本文:
┏━━

レーザー手術について

眼科では、眼の奥などに生じた病変を治療するため、レーザーを使用する事がよくあります。従来は治療が難しかった病気や、手術しなければ治せなかった病気についても、レーザーで対応できるケースも増えてきました。レーザーの特長を活かし、患部に限定して照射することもできます。これによって完治が期待できます。具体的には、網膜や虹彩などの病気にはアルゴンレーザーを主に使用しますし、後発白内障の場合はYAGレーザーで治療します。当院では、様々な病気の治療に対応するため、様々なレーザー機器を取り揃えております。
入院せずに行えます
通常のレーザー治療の場合は、入院する必要がありません。あらかじめご予約いただいた上で、外来にて対応します。治療の直後は見え方が安定しないこともありますが、片目だけの治療なので、30分程度、様子を見たうえで帰宅することができます。両眼の治療が必要なケースでは、日を改めてレーザー治療いたします。ほとんどのケースでは術当日も入浴、食事など制限なく普段通りに行えます。

┗━━

課題の指示:
A – 本文の内容をもとに、次の問いに答えよ。
(i) 後発白内障の治療に使うレーザーは何か。
(ii) 通常のレーザー治療の後、帰宅前に様子を見る時間はどの程度か。
(iii) 両眼の治療が必要な場合、治療はどのように行うか。
B – 本文から「病気」という語を含む文をすべて抜き出せ。
C – 本文の「眼科では、眼の奥などに生じた」から「制限なく普段通りに行えます。」まで（両端を含む）を、「外来」を「外来診療」に置き換えて書き直せ。

抽出情報:
┏━━

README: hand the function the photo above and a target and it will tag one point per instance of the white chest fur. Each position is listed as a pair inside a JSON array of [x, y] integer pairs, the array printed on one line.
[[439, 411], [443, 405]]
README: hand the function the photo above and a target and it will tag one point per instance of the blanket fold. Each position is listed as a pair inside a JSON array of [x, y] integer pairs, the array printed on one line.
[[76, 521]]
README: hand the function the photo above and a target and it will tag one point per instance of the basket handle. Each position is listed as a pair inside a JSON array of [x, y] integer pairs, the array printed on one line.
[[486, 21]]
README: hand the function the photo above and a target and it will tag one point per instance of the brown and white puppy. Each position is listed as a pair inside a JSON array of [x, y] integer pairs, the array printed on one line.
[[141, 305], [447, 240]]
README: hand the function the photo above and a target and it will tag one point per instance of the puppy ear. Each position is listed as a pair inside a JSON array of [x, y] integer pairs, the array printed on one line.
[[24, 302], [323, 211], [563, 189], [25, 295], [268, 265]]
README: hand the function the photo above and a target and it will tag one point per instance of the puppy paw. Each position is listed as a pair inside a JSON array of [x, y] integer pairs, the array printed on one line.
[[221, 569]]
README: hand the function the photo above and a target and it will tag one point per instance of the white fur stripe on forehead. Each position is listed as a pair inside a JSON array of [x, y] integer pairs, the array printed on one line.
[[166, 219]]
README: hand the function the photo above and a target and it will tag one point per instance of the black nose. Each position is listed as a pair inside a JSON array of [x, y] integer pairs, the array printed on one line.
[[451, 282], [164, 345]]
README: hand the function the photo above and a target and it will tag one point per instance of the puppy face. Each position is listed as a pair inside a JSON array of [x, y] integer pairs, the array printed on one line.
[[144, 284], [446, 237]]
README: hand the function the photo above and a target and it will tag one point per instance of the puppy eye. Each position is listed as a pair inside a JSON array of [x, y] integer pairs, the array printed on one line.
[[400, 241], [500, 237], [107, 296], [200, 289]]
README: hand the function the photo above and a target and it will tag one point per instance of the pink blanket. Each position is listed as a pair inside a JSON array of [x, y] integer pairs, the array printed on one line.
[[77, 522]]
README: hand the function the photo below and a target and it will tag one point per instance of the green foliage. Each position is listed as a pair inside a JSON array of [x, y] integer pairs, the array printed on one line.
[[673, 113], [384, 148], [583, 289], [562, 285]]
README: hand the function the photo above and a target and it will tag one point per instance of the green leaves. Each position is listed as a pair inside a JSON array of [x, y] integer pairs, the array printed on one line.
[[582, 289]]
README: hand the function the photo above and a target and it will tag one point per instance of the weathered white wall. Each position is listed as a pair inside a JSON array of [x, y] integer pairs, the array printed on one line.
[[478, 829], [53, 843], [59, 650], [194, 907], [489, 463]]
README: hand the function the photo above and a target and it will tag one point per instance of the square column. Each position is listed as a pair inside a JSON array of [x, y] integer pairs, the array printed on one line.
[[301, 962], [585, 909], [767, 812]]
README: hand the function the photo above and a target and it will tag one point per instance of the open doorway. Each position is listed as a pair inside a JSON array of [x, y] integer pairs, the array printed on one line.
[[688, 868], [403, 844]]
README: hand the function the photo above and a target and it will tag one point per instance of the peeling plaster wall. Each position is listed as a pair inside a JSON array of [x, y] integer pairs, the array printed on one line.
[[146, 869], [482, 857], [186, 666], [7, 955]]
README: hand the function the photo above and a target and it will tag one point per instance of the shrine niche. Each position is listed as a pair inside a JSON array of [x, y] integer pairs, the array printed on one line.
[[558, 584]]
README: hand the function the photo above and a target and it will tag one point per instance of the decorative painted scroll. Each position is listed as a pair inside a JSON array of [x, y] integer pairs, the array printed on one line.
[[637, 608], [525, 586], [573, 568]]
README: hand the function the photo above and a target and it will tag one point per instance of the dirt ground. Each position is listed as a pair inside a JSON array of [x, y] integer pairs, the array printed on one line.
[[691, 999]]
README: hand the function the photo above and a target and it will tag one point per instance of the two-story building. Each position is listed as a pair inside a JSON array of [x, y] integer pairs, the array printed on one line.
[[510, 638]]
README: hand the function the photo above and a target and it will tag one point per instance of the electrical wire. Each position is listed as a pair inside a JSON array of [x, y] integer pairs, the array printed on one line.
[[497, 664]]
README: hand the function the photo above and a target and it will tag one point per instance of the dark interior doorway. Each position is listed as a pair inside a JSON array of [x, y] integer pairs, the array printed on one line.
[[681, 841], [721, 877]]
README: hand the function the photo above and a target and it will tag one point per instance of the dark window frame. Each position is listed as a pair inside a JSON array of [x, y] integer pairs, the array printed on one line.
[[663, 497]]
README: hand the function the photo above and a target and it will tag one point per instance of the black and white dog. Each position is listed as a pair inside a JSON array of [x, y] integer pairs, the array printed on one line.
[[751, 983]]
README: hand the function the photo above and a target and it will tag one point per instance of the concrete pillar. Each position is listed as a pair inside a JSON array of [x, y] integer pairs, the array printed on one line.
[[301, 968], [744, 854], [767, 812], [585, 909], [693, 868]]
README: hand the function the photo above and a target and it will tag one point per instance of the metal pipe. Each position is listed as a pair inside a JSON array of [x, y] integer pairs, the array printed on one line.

┗━━

記述解答:
A –
(i) YAGレーザー
(ii) 30分程度
(iii) 日を改めてレーザー治療する。

B –
従来は治療が難しかった病気や、手術しなければ治せなかった病気についても、レーザーで対応できるケースも増えてきました。
具体的には、網膜や虹彩などの病気にはアルゴンレーザーを主に使用しますし、後発白内障の場合はYAGレーザーで治療します。
当院では、様々な病気の治療に対応するため、様々なレーザー機器を取り揃えております。

C –
眼科では、眼の奥などに生じた病変を治療するため、レーザーを使用する事がよくあります。従来は治療が難しかった病気や、手術しなければ治せなかった病気についても、レーザーで対応できるケースも増えてきました。レーザーの特長を活かし、患部に限定して照射することもできます。これによって完治が期待できます。具体的には、網膜や虹彩などの病気にはアルゴンレーザーを主に使用しますし、後発白内障の場合はYAGレーザーで治療します。当院では、様々な病気の治療に対応するため、様々なレーザー機器を取り揃えております。
入院せずに行えます
通常のレーザー治療の場合は、入院する必要がありません。あらかじめご予約いただいた上で、外来診療にて対応します。治療の直後は見え方が安定しないこともありますが、片目だけの治療なので、30分程度、様子を見たうえで帰宅することができます。両眼の治療が必要なケースでは、日を改めてレーザー治療いたします。ほとんどのケースでは術当日も入浴、食事など制限なく普段通りに行えます。